» **WHAT YOU HAVE TO DO**: Taking the line that contains "I bet you can't find the wave" as the first, copy each line exactly up to and including the last line below.
-=-=-
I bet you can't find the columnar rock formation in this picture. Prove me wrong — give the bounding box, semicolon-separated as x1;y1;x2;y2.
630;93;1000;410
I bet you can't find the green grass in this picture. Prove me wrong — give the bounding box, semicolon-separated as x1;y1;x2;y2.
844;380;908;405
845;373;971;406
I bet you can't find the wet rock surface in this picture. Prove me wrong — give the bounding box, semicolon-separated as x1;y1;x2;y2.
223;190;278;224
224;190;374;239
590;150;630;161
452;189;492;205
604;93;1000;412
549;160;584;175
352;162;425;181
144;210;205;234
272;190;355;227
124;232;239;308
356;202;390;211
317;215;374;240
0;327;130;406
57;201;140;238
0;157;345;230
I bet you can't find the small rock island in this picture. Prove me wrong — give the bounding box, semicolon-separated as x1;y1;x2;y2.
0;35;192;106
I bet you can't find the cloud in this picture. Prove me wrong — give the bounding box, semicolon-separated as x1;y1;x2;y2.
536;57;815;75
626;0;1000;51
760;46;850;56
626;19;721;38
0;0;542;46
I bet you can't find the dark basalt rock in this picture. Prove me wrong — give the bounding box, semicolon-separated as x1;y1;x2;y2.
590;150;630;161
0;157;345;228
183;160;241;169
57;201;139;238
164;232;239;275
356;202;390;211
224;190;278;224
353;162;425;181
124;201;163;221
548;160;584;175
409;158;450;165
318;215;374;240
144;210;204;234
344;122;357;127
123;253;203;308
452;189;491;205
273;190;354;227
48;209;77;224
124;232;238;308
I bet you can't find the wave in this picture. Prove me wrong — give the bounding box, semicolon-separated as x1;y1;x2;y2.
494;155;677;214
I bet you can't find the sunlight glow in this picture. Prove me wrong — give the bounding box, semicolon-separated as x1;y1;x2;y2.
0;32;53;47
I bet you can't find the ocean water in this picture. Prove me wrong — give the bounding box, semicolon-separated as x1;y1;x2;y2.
-=-=-
» **RESPONSE BOX**:
I bet you can't find the wave in this picture. Prove me wrong — give the bounding box, semicolon-separated as x1;y1;x2;y2.
494;155;677;214
I bet you can't find the sunlight glow in this picture. Prove me wrong — give the bounding box, semicolon-separated as x1;y1;x2;y2.
0;32;53;47
I bet you can't find the ocean water in this picture. Prove me wrong — give the bounding box, semicolon-separated as x1;y1;x2;y2.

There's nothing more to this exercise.